Data entries:
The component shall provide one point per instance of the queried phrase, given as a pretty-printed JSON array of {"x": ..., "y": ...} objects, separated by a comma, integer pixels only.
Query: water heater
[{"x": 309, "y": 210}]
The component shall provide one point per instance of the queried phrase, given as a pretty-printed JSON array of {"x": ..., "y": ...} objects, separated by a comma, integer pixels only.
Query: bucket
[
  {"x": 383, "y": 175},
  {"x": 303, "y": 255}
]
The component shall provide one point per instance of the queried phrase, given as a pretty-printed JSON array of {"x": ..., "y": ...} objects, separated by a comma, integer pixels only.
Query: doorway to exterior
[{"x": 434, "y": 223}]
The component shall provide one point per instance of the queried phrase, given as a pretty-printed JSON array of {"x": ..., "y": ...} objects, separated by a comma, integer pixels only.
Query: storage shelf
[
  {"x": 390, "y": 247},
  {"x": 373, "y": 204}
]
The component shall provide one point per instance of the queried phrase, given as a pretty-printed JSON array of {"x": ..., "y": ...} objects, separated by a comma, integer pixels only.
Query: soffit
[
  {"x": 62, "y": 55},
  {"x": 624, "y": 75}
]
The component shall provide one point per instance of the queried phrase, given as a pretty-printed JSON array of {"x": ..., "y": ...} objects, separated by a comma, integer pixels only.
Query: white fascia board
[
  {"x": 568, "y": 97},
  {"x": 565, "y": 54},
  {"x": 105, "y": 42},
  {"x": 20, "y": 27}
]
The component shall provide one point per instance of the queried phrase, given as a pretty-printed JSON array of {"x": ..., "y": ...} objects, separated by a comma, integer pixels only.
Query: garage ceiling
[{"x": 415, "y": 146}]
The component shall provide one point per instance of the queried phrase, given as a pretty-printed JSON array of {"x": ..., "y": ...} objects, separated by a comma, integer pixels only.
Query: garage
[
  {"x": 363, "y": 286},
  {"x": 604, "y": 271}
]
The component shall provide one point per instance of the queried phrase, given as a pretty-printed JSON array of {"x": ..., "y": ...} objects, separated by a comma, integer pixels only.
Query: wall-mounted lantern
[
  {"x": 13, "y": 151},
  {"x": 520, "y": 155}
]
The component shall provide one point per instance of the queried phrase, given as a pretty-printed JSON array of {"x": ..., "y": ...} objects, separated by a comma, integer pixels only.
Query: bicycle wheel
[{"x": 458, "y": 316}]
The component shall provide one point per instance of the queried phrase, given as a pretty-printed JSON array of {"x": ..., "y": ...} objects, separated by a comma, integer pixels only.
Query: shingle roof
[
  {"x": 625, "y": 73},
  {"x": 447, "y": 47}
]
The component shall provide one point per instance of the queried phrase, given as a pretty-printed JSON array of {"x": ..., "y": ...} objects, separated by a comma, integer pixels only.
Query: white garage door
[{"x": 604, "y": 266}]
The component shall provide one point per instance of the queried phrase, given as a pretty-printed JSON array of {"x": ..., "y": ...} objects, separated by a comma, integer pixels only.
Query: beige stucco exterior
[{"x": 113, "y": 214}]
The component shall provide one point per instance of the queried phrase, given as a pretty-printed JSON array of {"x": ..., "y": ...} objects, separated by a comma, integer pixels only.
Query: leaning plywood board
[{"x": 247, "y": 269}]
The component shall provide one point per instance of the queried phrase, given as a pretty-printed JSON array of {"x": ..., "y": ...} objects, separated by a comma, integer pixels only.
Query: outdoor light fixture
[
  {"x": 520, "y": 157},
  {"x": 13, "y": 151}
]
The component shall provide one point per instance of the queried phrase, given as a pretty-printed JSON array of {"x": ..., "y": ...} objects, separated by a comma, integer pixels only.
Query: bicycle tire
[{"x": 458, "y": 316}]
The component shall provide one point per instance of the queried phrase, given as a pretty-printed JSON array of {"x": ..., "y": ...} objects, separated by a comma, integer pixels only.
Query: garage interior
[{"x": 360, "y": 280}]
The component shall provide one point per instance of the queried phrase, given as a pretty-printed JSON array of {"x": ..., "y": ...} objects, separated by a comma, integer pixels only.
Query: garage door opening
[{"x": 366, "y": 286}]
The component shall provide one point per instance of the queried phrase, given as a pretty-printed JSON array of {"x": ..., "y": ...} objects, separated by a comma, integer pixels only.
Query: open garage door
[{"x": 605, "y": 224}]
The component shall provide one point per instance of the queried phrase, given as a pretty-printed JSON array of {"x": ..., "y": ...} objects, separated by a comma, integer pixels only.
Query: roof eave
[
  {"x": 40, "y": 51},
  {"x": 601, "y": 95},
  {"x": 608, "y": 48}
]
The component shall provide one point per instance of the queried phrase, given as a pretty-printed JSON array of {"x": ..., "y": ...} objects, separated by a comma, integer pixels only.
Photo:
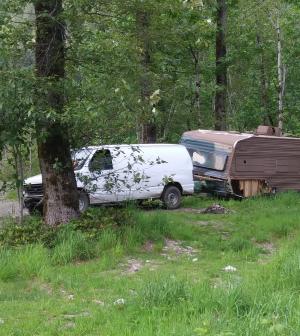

### Exercise instructions
Identify every line in the data entries above that contains the string "bicycle", matching case exactly, and copy each of those lines.

### Final answer
Query: bicycle wheel
Query: bicycle tire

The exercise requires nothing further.